Source records
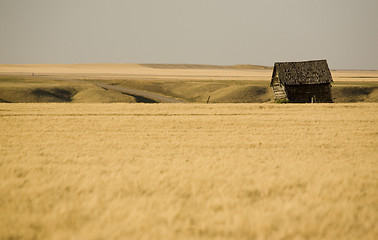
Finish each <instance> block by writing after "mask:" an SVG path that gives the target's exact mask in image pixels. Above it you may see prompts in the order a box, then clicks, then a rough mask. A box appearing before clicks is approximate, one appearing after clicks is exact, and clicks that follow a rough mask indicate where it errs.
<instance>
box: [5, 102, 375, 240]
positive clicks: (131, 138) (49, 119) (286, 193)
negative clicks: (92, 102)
mask: <svg viewBox="0 0 378 240" xmlns="http://www.w3.org/2000/svg"><path fill="white" fill-rule="evenodd" d="M377 222H378V104H377V103H354V104H301V105H300V104H297V105H295V104H269V103H265V104H122V103H115V104H79V103H78V104H67V103H48V104H41V103H39V104H33V103H29V104H7V103H1V104H0V239H343V240H344V239H377V236H378V225H377Z"/></svg>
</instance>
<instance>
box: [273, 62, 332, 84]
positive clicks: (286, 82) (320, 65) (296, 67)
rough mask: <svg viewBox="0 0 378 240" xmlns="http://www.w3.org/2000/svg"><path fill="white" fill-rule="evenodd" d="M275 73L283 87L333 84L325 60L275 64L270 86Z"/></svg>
mask: <svg viewBox="0 0 378 240" xmlns="http://www.w3.org/2000/svg"><path fill="white" fill-rule="evenodd" d="M276 71H277V73H278V78H279V80H280V82H281V84H283V85H310V84H327V83H331V82H333V80H332V75H331V72H330V71H329V68H328V64H327V61H326V60H314V61H305V62H277V63H275V64H274V69H273V75H272V82H271V85H272V83H273V78H274V76H275V74H276Z"/></svg>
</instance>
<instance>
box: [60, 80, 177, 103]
mask: <svg viewBox="0 0 378 240" xmlns="http://www.w3.org/2000/svg"><path fill="white" fill-rule="evenodd" d="M56 80H60V81H68V82H79V83H89V84H93V85H96V86H98V87H101V88H103V89H106V90H113V91H117V92H120V93H124V94H127V95H130V96H133V97H135V98H137V99H138V98H139V99H143V100H142V102H149V103H154V102H157V103H183V102H182V101H180V100H177V99H175V98H170V97H166V96H163V95H160V94H156V93H151V92H146V91H142V90H136V89H131V88H124V87H118V86H113V85H109V84H105V83H100V82H92V81H85V80H73V79H56Z"/></svg>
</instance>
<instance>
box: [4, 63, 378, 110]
mask: <svg viewBox="0 0 378 240" xmlns="http://www.w3.org/2000/svg"><path fill="white" fill-rule="evenodd" d="M271 74H272V68H271V67H266V66H257V65H233V66H215V65H200V64H28V65H6V64H2V65H1V64H0V102H73V103H75V102H77V103H80V102H82V103H85V102H88V103H91V102H92V103H112V102H126V103H135V102H144V100H141V99H138V98H136V97H135V96H132V95H127V94H125V93H121V92H117V91H113V90H107V89H105V88H102V87H100V86H96V85H94V84H93V83H102V84H109V85H113V86H118V87H123V88H129V89H136V90H142V91H146V92H151V93H156V94H160V95H163V96H166V97H171V98H175V99H178V100H181V101H183V102H193V103H196V102H197V103H204V102H207V101H208V100H209V102H210V103H265V102H273V92H272V90H271V88H270V86H269V83H270V78H271ZM332 75H333V79H334V83H333V88H332V94H333V97H334V98H335V100H334V101H335V102H378V71H332ZM62 80H80V81H81V82H69V81H62ZM146 102H149V101H148V99H147V100H146Z"/></svg>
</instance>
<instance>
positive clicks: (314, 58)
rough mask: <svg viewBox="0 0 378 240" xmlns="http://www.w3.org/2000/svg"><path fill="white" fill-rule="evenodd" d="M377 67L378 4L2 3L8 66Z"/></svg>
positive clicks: (377, 37) (77, 0)
mask: <svg viewBox="0 0 378 240" xmlns="http://www.w3.org/2000/svg"><path fill="white" fill-rule="evenodd" d="M309 59H327V60H328V63H329V65H330V67H331V68H338V69H378V0H316V1H315V0H286V1H285V0H0V63H9V64H13V63H14V64H16V63H104V62H109V63H202V64H220V65H223V64H260V65H273V64H274V62H275V61H300V60H309Z"/></svg>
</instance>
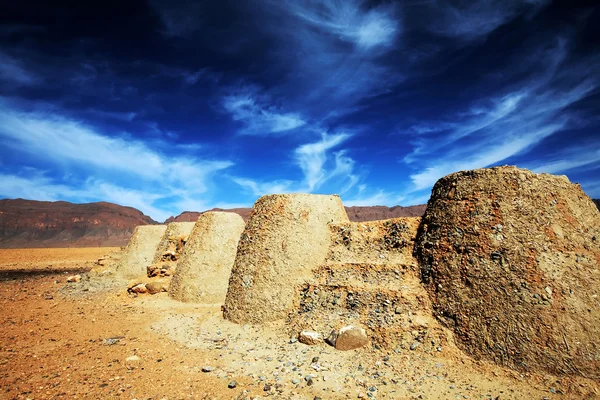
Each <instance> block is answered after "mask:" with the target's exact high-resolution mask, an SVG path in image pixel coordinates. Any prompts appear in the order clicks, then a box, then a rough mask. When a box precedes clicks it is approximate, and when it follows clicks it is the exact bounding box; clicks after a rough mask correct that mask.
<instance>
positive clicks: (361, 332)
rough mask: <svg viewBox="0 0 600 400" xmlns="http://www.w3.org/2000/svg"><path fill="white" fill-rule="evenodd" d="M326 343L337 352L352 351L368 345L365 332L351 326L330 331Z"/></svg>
mask: <svg viewBox="0 0 600 400" xmlns="http://www.w3.org/2000/svg"><path fill="white" fill-rule="evenodd" d="M327 341H328V342H329V344H331V345H332V346H334V347H335V348H336V349H337V350H354V349H358V348H360V347H364V346H366V345H367V344H369V338H368V337H367V333H366V332H365V330H364V329H363V328H360V327H357V326H352V325H349V326H345V327H343V328H341V329H340V330H339V331H336V330H333V331H331V334H330V335H329V338H327Z"/></svg>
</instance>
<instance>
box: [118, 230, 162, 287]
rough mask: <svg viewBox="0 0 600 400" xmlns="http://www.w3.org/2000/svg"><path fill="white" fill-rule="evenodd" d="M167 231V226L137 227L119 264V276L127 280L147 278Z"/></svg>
mask: <svg viewBox="0 0 600 400" xmlns="http://www.w3.org/2000/svg"><path fill="white" fill-rule="evenodd" d="M166 229H167V226H166V225H141V226H138V227H136V228H135V230H134V231H133V235H132V236H131V239H130V240H129V243H128V244H127V247H125V249H124V250H123V255H122V256H121V259H120V260H119V263H118V264H117V268H116V274H117V276H121V277H122V278H126V279H133V278H138V277H140V276H146V269H147V267H148V265H150V263H152V260H153V259H154V253H155V252H156V248H157V247H158V244H159V242H160V240H161V239H162V237H163V235H164V233H165V231H166Z"/></svg>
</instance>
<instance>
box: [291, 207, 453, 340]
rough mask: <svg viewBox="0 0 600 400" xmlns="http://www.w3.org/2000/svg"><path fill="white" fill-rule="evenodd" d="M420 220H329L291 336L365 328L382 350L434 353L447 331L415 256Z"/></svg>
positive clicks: (297, 307)
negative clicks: (412, 349)
mask: <svg viewBox="0 0 600 400" xmlns="http://www.w3.org/2000/svg"><path fill="white" fill-rule="evenodd" d="M419 222H420V218H394V219H389V220H384V221H371V222H346V223H340V224H330V232H331V236H330V245H329V253H328V256H327V258H326V260H325V262H324V263H323V264H322V265H320V266H319V267H318V268H317V269H316V270H315V271H314V276H313V278H312V279H311V280H310V281H309V282H307V284H306V285H304V286H303V287H302V288H301V289H300V290H299V291H298V294H297V296H298V301H297V302H296V303H297V304H298V306H297V309H296V310H295V312H292V313H290V315H289V328H290V334H292V335H293V334H298V333H299V332H302V331H312V332H318V333H319V334H321V335H327V334H328V333H329V332H331V331H332V329H337V328H340V327H341V326H345V325H356V326H362V327H364V328H365V330H366V334H367V336H368V337H369V339H370V341H371V342H373V343H375V344H376V345H377V346H378V347H381V348H391V347H394V348H403V349H409V348H411V346H412V347H413V349H414V348H416V347H417V346H418V347H419V349H420V350H425V351H436V350H437V349H438V348H440V346H442V345H445V344H447V342H448V336H450V335H449V334H447V332H446V331H445V330H444V329H442V327H441V326H440V325H439V323H438V322H437V321H436V320H435V318H433V316H432V314H431V309H432V307H431V301H430V299H429V296H428V295H427V291H426V290H425V288H424V287H423V285H422V284H421V281H420V273H419V268H418V265H417V262H416V260H415V259H414V258H413V255H412V253H413V250H414V240H415V237H416V234H417V227H418V226H419Z"/></svg>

Task requirements: Exactly as written, restate the lines above from the opening line through the one holding "positive clicks: (131, 138)", omitting the pictures.

Your response:
Finish each <instance> block by writing after "mask:" an SVG path that gives the target's exact mask in image pixels. Above it you may see prompts in the order a box, then clicks, then a rough mask. A box appearing before clicks is approximate, one appearing after clicks is exact, and clicks that follow a rough mask indicate where it errs.
<instance>
box: [5, 102, 375, 240]
positive clicks: (131, 138) (49, 119) (286, 193)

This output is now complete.